■ Text ■
Access Public Datasets
OSO shares every dataset on BigQuery Analytics Hub. To get started, set up your BigQuery account.
OSO Data Exchange on Analytics Hub
To explore all the OSO datasets available, check out our BigQuery data exchange.
OSO Production Data Pipeline
Every stage of the OSO data pipeline is queryable and downloadable. Like most dbt-based pipelines, we split the pipeline stages into staging, intermediate, and mart models.
You can find the reference documentation on every data model on https://models.opensource.observer/
OSO Mart Models
These are the final product from the data pipeline, which is served from our API.

■ Requirements ■
Retype the passage on accessing OSO public datasets from "OSO Data Exchange" to "from our API.". The entries play no part in this exercise.

■ Given entries ■

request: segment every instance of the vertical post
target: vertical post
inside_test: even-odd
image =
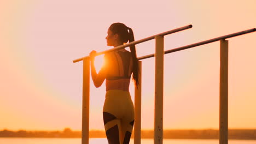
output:
[[[138,61],[138,68],[140,74],[138,75],[139,85],[135,88],[135,119],[134,123],[134,144],[141,144],[141,77],[142,62]]]
[[[164,91],[164,37],[155,39],[155,124],[154,143],[162,144]]]
[[[89,144],[90,57],[83,59],[82,143]]]
[[[228,144],[228,41],[220,40],[219,85],[220,144]]]

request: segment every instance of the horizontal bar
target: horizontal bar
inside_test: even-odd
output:
[[[201,42],[193,44],[191,44],[191,45],[186,45],[186,46],[179,47],[178,47],[178,48],[175,48],[175,49],[171,49],[171,50],[167,50],[167,51],[165,51],[165,54],[172,53],[172,52],[176,52],[176,51],[178,51],[184,50],[188,49],[189,49],[189,48],[191,48],[191,47],[196,47],[196,46],[200,46],[200,45],[205,45],[205,44],[208,44],[208,43],[215,42],[216,41],[218,41],[218,40],[220,40],[221,39],[225,39],[234,37],[236,37],[236,36],[238,36],[238,35],[240,35],[251,33],[251,32],[254,32],[255,31],[256,31],[256,28],[252,28],[252,29],[247,29],[247,30],[246,30],[246,31],[237,32],[237,33],[232,33],[232,34],[222,36],[222,37],[220,37],[209,39],[209,40],[205,40],[205,41],[201,41]],[[138,60],[141,60],[141,59],[146,59],[146,58],[148,58],[153,57],[154,57],[154,56],[155,56],[155,54],[150,54],[150,55],[146,55],[146,56],[142,56],[142,57],[138,57]]]
[[[188,25],[188,26],[186,26],[178,28],[176,28],[176,29],[172,29],[172,30],[171,30],[171,31],[167,31],[167,32],[165,32],[159,33],[159,34],[154,35],[153,35],[153,36],[151,36],[151,37],[148,37],[148,38],[144,38],[144,39],[141,39],[141,40],[136,40],[136,41],[132,41],[131,43],[129,43],[125,44],[125,45],[120,45],[120,46],[115,47],[114,47],[114,48],[113,48],[112,49],[110,49],[110,50],[106,50],[106,51],[102,51],[102,52],[98,52],[98,53],[97,53],[96,54],[96,56],[99,56],[99,55],[106,53],[107,52],[111,52],[111,51],[122,49],[124,49],[125,47],[130,46],[130,45],[136,45],[136,44],[139,44],[139,43],[142,43],[145,42],[146,41],[148,41],[148,40],[153,39],[155,38],[155,37],[164,36],[165,35],[167,35],[167,34],[171,34],[171,33],[174,33],[178,32],[179,32],[179,31],[183,31],[183,30],[185,30],[185,29],[188,29],[188,28],[190,28],[191,27],[192,27],[192,25]],[[86,57],[82,57],[82,58],[80,58],[75,59],[75,60],[73,61],[73,63],[76,63],[76,62],[83,61],[83,58],[84,58],[85,57],[89,57],[89,56],[86,56]]]

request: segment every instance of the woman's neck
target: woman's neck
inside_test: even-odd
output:
[[[113,45],[114,47],[117,47],[119,45],[122,45],[124,44],[122,44],[122,43],[117,43]]]

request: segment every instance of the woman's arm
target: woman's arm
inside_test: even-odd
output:
[[[107,76],[107,69],[106,66],[103,65],[101,68],[101,70],[97,74],[97,72],[94,64],[94,61],[95,57],[95,54],[96,52],[95,51],[92,51],[90,53],[90,60],[91,62],[91,73],[92,81],[94,81],[94,86],[96,87],[99,87],[102,85],[104,80],[105,80]]]

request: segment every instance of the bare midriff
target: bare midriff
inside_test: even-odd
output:
[[[106,90],[121,90],[129,91],[130,79],[120,79],[106,81]]]

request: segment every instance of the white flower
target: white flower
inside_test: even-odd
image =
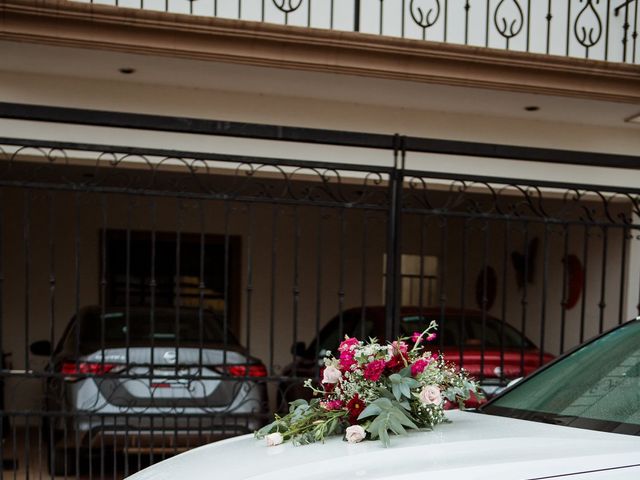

■ Answer to the exercise ■
OSO Data Exchange on Analytics Hub
To explore all the OSO datasets available, check out our BigQuery data exchange.
OSO Production Data Pipeline
Every stage of the OSO data pipeline is queryable and downloadable. Like most dbt-based pipelines, we split the pipeline stages into staging, intermediate, and mart models.
You can find the reference documentation on every data model on https://models.opensource.observer/
OSO Mart Models
These are the final product from the data pipeline, which is served from our API.